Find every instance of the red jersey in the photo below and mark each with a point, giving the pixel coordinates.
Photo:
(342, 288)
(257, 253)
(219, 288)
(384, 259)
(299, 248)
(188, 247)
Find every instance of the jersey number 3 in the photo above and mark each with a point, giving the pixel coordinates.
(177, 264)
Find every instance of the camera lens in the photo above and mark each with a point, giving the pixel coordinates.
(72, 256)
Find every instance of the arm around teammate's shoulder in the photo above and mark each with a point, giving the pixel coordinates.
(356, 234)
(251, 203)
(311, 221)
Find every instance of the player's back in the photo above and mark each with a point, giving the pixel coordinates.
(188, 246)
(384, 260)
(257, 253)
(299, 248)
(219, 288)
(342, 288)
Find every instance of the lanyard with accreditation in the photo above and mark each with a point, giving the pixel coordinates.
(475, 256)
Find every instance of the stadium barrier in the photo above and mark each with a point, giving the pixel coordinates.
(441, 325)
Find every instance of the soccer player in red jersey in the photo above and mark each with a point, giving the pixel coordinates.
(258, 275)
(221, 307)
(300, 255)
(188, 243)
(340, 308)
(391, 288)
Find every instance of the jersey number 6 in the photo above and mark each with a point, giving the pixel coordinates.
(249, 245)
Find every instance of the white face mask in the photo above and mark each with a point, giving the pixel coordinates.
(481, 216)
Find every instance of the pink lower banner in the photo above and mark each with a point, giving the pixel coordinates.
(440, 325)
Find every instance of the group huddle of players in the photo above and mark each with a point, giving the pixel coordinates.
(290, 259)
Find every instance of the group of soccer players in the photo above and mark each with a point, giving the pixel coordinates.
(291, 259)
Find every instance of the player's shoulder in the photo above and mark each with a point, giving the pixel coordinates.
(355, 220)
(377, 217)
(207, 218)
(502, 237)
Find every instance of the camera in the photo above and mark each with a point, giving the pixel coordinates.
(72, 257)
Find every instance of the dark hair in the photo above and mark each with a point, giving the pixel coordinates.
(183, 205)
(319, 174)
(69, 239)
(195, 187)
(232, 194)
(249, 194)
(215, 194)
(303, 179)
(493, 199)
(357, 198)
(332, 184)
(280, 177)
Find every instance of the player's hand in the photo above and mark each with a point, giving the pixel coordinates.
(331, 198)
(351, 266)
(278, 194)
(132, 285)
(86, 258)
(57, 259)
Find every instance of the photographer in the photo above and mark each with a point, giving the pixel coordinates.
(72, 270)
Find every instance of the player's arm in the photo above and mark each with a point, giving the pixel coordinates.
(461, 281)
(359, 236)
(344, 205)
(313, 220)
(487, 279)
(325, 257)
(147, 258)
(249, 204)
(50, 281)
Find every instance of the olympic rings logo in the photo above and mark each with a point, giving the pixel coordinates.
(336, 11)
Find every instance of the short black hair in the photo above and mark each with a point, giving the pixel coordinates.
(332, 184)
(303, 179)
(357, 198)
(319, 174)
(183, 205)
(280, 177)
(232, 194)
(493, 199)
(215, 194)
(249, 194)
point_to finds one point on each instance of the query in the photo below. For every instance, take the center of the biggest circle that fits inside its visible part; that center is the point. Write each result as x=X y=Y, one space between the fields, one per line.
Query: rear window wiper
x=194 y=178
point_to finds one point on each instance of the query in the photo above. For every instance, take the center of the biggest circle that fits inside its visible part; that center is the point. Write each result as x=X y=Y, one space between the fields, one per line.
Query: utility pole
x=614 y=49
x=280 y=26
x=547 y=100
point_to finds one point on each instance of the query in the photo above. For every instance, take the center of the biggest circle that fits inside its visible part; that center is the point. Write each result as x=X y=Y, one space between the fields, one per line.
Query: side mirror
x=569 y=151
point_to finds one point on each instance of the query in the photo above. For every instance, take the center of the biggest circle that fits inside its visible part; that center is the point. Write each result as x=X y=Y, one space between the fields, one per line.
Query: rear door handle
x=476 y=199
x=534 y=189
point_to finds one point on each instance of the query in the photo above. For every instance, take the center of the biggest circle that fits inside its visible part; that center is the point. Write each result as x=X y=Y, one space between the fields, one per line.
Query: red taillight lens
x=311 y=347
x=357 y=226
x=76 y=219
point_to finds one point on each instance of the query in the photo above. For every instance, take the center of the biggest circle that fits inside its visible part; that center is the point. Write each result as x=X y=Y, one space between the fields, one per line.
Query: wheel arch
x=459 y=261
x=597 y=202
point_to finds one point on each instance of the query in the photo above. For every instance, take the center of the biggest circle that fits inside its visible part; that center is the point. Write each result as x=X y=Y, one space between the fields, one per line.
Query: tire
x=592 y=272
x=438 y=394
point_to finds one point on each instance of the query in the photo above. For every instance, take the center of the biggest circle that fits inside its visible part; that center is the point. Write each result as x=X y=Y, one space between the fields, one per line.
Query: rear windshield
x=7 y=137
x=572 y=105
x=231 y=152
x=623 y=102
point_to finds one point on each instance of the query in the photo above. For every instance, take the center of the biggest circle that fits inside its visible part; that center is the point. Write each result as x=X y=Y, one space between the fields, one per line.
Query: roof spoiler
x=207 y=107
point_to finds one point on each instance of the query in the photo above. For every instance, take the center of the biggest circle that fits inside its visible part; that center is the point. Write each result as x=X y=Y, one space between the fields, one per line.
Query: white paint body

^^^^

→ The problem
From the entries above, copy each line holding "below".

→ Written response
Find every instance of the red jersey in the photo below and mark each with a point, giving the pixel coordinates.
point_to finds one point on each instance of the query in the photo below. For every instance, take the center of the biggest circle that fits inside its visible part; that center is the point. Write each result as x=X y=Y, one space between the fields, one per line.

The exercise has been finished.